Records for this exercise:
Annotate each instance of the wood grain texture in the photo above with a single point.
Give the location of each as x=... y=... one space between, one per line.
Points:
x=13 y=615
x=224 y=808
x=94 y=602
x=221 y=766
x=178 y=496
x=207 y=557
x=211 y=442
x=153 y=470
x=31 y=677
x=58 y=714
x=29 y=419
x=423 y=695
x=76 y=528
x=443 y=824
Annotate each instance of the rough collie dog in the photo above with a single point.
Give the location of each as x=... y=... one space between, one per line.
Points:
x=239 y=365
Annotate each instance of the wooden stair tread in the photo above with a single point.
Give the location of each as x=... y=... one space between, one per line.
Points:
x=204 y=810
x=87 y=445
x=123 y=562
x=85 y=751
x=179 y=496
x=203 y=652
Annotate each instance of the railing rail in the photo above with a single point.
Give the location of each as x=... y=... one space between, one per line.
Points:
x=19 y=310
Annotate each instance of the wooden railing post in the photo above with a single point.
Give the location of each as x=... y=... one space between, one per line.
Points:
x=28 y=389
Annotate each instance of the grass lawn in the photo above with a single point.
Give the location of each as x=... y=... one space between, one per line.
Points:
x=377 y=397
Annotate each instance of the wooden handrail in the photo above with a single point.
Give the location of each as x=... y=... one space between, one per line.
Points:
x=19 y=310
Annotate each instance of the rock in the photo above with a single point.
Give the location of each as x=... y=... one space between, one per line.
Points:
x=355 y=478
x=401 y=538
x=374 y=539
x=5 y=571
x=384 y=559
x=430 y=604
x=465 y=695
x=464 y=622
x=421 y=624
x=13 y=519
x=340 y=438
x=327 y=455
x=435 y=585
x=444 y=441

--

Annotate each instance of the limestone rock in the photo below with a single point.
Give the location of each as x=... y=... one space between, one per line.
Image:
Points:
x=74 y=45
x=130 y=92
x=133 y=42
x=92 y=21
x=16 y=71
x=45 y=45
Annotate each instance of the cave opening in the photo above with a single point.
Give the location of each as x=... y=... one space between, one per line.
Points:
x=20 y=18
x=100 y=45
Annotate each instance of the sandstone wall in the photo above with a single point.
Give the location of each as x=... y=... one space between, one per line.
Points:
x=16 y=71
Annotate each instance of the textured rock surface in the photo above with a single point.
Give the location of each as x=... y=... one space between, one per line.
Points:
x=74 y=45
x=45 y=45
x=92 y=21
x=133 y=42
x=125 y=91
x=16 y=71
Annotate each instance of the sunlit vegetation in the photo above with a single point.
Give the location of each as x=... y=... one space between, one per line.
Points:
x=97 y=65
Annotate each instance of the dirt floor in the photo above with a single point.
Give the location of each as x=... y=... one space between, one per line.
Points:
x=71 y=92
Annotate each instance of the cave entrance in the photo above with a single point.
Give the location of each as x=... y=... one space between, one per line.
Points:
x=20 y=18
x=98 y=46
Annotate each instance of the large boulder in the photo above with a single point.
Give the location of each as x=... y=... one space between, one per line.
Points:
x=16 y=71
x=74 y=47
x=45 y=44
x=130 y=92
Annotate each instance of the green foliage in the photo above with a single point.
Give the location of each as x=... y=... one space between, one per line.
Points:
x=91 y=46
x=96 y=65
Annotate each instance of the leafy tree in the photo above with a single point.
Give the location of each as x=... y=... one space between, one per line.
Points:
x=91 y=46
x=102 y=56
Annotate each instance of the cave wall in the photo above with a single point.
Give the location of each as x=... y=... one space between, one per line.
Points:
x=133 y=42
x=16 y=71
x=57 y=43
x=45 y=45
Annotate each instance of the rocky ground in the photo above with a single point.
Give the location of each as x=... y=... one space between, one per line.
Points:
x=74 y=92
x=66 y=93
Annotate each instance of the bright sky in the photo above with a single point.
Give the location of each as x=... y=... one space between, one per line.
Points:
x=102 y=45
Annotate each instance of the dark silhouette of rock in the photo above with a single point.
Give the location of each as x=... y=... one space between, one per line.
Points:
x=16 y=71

==

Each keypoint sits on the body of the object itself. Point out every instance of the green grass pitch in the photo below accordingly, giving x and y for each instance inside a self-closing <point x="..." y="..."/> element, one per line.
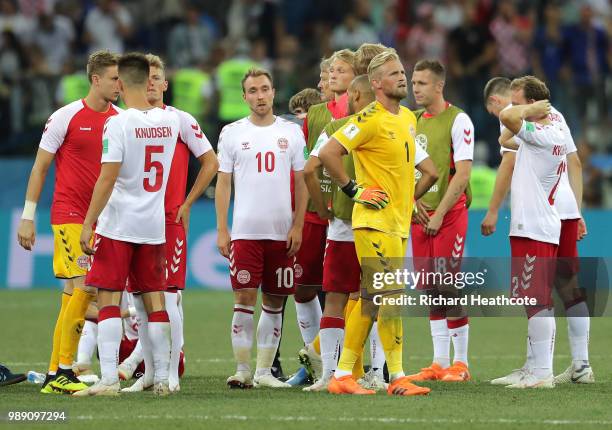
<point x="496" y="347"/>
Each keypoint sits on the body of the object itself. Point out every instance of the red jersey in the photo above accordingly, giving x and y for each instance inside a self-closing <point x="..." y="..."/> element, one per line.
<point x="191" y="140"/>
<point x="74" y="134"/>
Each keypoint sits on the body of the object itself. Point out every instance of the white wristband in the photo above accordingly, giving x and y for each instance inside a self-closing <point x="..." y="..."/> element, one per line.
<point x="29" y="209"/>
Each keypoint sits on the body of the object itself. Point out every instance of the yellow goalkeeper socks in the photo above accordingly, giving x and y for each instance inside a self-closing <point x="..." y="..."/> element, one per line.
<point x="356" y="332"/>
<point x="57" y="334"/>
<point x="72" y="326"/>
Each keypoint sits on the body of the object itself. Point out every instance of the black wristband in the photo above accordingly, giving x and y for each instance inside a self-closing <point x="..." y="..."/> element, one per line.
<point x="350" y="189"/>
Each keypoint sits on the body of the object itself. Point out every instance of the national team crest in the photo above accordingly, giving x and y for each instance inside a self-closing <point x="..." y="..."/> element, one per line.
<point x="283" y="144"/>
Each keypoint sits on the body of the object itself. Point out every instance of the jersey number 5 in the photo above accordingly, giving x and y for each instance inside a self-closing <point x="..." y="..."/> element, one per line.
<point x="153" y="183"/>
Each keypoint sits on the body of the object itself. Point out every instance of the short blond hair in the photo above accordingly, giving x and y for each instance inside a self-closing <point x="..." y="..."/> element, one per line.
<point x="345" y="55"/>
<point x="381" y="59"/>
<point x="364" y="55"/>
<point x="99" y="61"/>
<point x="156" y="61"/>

Description of the task: Copy out the lines from the one containing "Annotate each instance of the wood grain" through the one containing "x=443 y=824", with both of those lines included and every line unchanged.

Task output:
Annotate each instance of the wood grain texture in the photo above with a single point.
Give the location of each as x=... y=... one space between, one per line.
Points:
x=13 y=615
x=224 y=808
x=94 y=602
x=221 y=766
x=178 y=496
x=207 y=557
x=211 y=442
x=153 y=470
x=31 y=677
x=58 y=714
x=29 y=419
x=423 y=695
x=76 y=528
x=443 y=824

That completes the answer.